- To be done -
Extract every line from the entries below that contains the string "woman". Matching is case-sensitive.

- The data -
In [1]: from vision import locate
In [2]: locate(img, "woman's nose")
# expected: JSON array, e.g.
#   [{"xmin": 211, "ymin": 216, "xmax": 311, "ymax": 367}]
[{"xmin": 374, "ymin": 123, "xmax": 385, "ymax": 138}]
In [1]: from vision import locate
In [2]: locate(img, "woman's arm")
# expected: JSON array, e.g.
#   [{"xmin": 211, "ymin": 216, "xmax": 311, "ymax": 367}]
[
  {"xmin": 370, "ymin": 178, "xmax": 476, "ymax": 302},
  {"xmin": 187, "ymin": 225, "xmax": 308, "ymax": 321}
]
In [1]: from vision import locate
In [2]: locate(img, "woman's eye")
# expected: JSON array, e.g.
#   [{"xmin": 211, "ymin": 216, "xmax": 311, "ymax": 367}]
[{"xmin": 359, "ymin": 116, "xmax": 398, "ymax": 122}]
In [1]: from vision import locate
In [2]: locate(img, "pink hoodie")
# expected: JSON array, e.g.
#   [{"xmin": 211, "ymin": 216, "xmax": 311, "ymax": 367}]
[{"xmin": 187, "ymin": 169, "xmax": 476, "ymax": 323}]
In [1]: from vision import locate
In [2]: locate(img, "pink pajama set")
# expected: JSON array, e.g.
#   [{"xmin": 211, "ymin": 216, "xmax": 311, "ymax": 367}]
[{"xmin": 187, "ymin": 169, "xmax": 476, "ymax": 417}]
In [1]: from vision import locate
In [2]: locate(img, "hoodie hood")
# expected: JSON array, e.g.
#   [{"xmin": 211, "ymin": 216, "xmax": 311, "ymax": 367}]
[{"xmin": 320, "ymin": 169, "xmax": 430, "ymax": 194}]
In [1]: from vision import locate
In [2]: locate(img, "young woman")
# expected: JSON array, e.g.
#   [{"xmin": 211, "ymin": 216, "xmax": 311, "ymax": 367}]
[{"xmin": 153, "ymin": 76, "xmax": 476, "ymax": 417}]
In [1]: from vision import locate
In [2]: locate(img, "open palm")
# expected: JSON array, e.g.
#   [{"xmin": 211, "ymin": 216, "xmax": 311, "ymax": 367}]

...

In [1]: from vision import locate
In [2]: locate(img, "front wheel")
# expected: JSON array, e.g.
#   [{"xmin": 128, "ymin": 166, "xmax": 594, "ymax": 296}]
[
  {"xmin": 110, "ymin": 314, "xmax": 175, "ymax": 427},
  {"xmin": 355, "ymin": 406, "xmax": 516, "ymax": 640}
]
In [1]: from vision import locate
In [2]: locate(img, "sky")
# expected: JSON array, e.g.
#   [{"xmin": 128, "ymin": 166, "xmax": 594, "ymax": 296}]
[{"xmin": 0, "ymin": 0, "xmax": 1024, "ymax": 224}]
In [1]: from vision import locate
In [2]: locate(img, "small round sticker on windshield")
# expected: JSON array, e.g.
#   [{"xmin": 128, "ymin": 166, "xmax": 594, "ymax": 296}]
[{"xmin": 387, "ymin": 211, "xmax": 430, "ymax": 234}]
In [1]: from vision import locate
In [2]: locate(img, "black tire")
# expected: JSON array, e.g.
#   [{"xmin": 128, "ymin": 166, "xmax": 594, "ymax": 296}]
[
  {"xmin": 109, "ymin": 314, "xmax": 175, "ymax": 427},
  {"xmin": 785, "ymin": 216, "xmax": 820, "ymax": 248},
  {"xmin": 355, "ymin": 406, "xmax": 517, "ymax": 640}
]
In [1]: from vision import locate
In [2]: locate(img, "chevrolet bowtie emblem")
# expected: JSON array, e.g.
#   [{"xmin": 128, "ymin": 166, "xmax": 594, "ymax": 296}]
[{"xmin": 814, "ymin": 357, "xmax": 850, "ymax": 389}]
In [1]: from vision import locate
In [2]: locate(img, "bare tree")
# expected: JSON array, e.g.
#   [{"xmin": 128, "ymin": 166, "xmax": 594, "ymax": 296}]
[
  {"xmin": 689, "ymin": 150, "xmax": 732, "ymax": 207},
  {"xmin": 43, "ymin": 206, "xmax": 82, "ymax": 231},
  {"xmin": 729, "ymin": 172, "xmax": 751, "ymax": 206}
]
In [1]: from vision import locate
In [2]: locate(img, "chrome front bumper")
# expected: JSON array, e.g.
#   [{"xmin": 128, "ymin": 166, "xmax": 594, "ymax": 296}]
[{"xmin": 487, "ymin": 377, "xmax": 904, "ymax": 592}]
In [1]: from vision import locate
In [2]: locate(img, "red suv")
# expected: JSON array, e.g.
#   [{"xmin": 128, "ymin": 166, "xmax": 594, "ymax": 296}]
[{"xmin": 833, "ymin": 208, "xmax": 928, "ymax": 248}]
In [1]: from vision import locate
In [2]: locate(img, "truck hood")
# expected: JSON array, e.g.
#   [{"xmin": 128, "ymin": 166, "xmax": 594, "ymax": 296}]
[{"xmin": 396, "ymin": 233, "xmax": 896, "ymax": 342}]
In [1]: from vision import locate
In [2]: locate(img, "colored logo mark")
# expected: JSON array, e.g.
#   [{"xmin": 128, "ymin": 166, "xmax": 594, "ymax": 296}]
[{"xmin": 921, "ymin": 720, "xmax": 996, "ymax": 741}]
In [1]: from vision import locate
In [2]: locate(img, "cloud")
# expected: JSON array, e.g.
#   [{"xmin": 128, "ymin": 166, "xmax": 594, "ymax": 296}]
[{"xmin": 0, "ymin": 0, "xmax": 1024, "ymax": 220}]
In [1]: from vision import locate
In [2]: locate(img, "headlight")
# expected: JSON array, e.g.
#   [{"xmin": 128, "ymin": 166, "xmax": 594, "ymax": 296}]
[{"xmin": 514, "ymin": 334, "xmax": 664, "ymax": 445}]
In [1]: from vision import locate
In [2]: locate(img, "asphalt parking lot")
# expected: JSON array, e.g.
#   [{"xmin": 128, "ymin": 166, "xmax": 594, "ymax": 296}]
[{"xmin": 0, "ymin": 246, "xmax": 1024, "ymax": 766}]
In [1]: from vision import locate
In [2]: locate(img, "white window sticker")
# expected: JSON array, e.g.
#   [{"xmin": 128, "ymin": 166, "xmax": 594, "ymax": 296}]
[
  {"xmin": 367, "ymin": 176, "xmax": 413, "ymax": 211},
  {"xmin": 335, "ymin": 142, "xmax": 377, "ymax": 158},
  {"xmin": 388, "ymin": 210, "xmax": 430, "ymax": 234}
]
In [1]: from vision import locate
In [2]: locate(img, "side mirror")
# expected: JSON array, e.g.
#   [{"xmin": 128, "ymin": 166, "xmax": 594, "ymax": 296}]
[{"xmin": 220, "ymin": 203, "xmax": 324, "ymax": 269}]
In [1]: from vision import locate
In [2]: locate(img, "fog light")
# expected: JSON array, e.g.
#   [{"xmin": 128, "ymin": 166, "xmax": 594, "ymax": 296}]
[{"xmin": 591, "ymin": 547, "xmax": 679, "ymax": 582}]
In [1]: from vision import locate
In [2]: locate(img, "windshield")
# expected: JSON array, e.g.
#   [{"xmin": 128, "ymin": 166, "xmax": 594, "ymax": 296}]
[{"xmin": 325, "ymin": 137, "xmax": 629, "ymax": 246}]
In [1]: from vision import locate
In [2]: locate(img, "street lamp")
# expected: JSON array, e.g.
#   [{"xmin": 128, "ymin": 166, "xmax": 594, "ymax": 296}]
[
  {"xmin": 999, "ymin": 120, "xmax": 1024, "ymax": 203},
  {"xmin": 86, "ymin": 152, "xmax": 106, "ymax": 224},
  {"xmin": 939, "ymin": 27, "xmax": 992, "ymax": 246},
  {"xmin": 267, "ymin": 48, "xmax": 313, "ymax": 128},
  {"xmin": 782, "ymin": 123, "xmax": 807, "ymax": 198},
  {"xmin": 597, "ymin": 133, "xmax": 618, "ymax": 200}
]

--

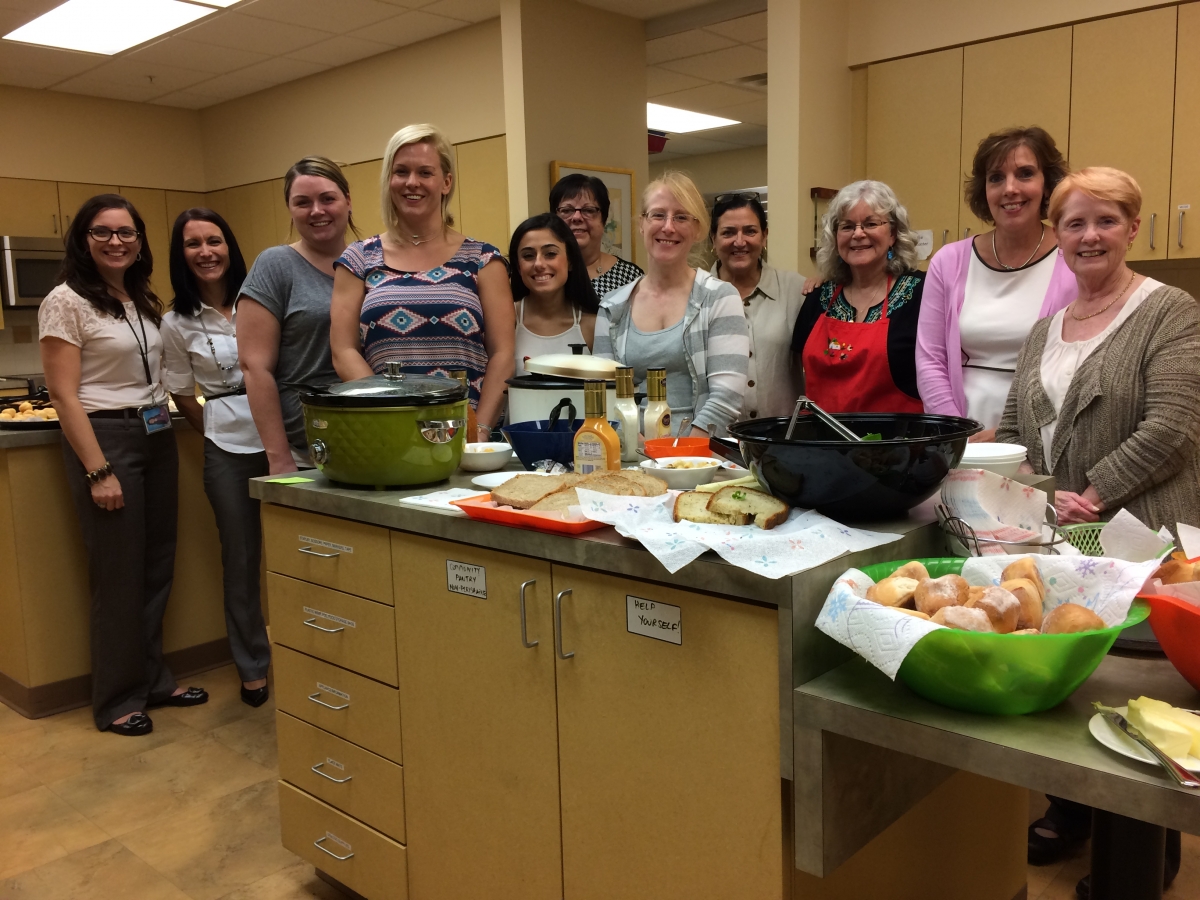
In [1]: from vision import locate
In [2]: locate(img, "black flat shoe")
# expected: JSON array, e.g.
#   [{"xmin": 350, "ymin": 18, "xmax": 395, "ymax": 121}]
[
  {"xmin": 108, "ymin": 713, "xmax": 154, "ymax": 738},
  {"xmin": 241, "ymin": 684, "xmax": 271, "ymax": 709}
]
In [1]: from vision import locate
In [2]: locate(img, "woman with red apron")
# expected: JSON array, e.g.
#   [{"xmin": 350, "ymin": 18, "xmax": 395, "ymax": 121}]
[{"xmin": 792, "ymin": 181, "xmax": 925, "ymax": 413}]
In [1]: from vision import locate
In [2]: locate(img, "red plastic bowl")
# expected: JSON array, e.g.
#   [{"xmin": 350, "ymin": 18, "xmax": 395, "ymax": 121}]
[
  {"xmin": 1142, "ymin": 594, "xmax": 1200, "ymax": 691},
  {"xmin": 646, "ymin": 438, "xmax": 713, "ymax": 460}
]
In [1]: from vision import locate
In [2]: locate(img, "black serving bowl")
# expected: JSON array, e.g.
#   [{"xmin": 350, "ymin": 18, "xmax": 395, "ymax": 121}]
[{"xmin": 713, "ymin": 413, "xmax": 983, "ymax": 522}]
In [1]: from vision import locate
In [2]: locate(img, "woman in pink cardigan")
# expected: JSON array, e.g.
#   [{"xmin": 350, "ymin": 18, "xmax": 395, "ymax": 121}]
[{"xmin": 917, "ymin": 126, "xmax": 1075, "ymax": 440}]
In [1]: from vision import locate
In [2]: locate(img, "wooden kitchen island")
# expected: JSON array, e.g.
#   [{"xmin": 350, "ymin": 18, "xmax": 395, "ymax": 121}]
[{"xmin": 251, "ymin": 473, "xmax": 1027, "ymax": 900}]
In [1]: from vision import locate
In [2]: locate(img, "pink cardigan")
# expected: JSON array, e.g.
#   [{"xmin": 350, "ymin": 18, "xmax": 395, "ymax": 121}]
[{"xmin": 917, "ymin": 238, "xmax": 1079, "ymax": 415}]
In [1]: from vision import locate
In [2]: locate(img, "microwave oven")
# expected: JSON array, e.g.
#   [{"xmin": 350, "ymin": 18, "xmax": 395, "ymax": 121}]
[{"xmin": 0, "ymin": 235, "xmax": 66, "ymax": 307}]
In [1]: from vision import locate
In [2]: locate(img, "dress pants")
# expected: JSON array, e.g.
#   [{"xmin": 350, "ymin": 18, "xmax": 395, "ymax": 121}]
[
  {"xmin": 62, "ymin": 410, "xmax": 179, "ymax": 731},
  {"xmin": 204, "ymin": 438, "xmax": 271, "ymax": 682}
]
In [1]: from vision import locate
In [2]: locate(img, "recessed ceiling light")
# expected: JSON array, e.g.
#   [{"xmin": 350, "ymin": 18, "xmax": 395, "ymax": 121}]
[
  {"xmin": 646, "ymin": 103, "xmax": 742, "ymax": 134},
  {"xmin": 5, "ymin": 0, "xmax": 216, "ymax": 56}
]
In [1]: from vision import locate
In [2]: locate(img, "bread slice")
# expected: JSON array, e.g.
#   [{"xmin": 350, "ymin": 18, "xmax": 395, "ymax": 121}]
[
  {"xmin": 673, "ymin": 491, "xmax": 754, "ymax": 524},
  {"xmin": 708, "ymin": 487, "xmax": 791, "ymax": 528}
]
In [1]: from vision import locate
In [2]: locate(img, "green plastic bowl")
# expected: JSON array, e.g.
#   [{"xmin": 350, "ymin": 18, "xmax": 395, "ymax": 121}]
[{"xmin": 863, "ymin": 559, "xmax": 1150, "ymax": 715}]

- Reply -
In [2]: locate(img, "woman's nose")
In [2]: locate(img, "woman's arm")
In [2]: locate(img, "woman's eye")
In [2]: locate(img, "young woman")
In [2]: locate(img, "woman with red apron")
In [2]: locate(img, "woman in pink cardigan")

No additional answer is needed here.